═════ Data to process ═════
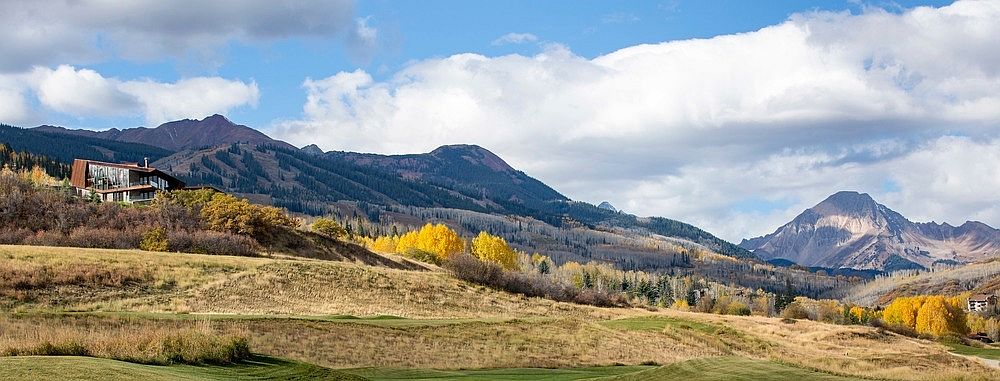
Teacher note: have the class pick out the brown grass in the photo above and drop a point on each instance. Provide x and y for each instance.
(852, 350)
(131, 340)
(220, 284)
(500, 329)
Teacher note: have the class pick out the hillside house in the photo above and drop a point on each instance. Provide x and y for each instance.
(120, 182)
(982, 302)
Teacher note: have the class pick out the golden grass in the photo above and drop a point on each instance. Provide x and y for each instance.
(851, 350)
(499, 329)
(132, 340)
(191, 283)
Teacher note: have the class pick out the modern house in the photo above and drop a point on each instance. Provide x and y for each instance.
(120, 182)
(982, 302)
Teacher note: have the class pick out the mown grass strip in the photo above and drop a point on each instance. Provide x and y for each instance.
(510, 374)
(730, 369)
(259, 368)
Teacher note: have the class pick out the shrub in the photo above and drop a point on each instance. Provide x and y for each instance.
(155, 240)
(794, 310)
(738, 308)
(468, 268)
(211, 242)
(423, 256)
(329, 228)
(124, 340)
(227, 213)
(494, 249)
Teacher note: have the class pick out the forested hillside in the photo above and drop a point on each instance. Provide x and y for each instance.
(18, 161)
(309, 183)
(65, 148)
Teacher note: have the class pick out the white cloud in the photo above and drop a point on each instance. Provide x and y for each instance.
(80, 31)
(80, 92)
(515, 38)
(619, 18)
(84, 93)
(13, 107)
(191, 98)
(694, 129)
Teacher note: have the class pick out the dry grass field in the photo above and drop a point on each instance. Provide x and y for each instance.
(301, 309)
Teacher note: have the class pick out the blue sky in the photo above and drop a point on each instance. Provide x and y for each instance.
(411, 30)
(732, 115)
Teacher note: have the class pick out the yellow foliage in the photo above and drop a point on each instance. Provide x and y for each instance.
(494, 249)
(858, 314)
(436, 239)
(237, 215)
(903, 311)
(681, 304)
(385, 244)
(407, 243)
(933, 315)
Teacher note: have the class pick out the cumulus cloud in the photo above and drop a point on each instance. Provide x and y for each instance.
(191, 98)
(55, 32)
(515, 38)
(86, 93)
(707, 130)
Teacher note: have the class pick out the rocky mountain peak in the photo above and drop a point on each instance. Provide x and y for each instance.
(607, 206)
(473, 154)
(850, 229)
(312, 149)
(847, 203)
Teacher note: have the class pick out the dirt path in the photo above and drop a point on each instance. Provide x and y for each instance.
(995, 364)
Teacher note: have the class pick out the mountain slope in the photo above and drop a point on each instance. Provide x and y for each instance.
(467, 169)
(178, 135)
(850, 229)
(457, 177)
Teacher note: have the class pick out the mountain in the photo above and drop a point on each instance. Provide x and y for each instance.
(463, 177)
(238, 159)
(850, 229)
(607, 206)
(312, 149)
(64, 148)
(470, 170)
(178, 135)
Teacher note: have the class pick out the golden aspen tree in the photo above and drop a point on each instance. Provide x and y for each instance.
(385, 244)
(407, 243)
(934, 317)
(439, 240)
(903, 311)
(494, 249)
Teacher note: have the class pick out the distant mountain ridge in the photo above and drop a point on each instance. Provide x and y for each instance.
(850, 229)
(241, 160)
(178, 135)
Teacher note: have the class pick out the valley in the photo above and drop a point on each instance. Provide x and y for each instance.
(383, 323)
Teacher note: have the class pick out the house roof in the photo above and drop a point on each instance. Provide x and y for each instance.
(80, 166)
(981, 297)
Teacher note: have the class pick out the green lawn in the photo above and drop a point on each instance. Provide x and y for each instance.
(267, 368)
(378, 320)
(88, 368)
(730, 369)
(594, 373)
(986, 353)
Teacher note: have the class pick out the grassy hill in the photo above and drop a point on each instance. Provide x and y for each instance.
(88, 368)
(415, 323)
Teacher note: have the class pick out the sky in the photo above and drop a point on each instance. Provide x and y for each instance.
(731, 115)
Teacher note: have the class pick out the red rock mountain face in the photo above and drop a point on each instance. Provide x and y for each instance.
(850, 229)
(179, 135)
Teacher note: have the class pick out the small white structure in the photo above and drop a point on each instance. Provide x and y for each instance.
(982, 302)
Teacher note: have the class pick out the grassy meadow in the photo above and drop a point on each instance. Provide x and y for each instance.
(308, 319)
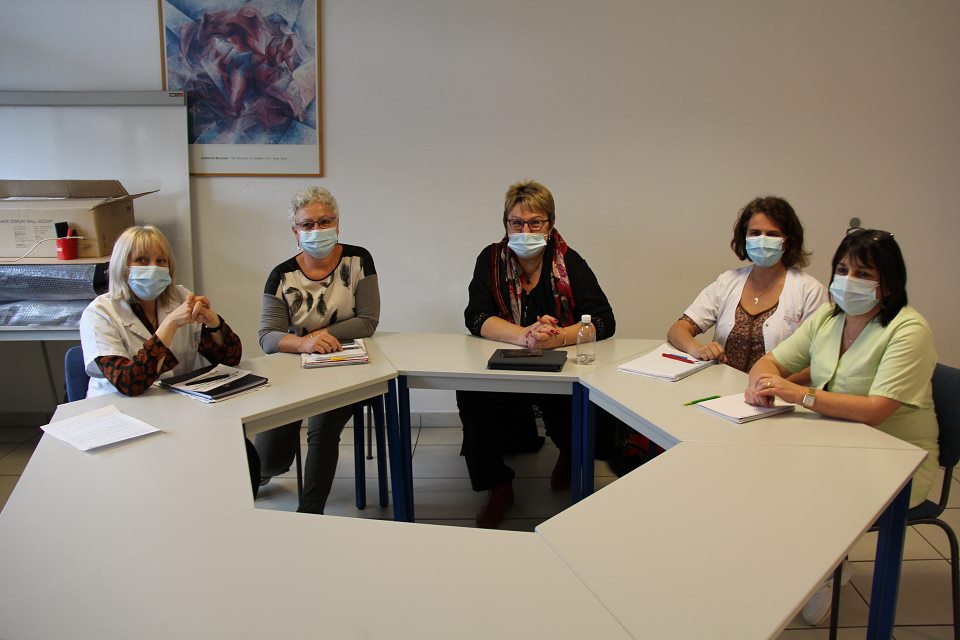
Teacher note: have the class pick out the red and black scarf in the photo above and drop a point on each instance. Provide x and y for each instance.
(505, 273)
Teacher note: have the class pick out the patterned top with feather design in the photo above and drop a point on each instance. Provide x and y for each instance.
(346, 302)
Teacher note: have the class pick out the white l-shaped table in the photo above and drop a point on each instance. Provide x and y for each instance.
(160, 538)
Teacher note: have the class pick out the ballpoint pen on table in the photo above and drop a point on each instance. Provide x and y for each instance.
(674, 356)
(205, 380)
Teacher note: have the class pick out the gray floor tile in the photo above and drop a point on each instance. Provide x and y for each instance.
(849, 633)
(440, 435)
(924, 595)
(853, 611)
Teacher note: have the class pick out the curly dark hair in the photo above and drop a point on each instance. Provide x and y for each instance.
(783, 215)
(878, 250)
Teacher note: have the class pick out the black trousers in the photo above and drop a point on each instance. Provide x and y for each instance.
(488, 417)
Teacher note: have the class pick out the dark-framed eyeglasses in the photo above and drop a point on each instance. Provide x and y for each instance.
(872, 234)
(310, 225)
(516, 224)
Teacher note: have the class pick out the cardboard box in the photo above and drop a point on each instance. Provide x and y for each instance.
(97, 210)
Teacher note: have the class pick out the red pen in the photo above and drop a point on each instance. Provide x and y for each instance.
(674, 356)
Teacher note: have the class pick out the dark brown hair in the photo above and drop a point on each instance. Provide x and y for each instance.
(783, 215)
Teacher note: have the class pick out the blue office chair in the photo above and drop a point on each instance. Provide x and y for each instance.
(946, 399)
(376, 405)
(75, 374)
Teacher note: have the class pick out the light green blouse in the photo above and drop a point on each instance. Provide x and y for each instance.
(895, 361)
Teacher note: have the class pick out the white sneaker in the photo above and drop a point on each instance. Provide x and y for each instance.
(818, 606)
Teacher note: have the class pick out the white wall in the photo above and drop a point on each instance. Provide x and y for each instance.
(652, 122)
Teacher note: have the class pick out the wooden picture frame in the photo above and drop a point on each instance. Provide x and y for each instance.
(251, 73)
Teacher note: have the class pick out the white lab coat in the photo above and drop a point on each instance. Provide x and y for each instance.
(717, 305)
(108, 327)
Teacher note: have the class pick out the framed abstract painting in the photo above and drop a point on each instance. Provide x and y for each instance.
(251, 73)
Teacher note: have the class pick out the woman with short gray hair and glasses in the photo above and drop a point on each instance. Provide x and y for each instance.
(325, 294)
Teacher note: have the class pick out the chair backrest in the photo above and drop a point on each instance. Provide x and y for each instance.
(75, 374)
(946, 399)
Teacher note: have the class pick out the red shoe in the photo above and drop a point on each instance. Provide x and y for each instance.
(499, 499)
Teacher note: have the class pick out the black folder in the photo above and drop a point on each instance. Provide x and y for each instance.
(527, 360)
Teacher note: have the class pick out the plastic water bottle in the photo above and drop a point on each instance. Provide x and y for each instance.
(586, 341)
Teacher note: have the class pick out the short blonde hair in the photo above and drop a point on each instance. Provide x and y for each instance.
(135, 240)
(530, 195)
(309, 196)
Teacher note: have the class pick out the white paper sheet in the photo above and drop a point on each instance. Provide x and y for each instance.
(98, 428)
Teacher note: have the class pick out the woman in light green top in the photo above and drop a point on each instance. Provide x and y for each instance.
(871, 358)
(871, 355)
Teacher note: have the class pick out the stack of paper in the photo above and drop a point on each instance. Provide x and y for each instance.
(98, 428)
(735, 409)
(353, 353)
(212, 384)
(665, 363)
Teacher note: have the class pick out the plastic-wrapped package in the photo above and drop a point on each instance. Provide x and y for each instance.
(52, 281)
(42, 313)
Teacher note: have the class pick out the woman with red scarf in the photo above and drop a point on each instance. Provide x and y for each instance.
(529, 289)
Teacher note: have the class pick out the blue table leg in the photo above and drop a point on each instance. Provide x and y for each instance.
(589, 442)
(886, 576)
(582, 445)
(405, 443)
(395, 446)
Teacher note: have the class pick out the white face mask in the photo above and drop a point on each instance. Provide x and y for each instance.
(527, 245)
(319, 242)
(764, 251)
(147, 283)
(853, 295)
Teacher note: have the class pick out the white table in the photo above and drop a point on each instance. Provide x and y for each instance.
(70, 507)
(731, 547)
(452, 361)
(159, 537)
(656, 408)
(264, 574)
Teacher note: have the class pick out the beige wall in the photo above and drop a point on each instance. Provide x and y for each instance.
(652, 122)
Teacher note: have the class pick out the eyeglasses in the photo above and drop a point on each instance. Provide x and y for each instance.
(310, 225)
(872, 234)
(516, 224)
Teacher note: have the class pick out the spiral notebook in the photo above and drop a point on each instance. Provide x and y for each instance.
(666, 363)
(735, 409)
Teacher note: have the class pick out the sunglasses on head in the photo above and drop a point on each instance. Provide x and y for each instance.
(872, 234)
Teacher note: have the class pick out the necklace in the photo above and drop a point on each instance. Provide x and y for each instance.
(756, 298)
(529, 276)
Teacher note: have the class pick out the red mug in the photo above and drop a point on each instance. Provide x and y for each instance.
═════
- Short exercise
Repeat precisely the lines of the data starting at the one containing "Teacher note: have the class pick out the eyeglasses", last line included.

- Exercise answer
Teacher note: have the class pick out the eyeglasses in the photo above and drop a point on each instance. Provide x and y for each instance.
(310, 225)
(872, 234)
(516, 224)
Teacher note: have the class pick out the spiral notebook in the photo above and drop a point on each instance. Provide x and y for each instance.
(666, 363)
(735, 409)
Teacher note: have the class pick out the sunglasses on head in the photo above and drop a point on each instance. Provide x and y for each instance.
(872, 234)
Teacher note: have the class pick out the necklace in the photo above and drop a point on each instance. Provide x and y for each instance.
(756, 298)
(529, 276)
Teacher note: have the class pick out the red mug in the photo above and drop a point on each instance. Provide x and y for each instance.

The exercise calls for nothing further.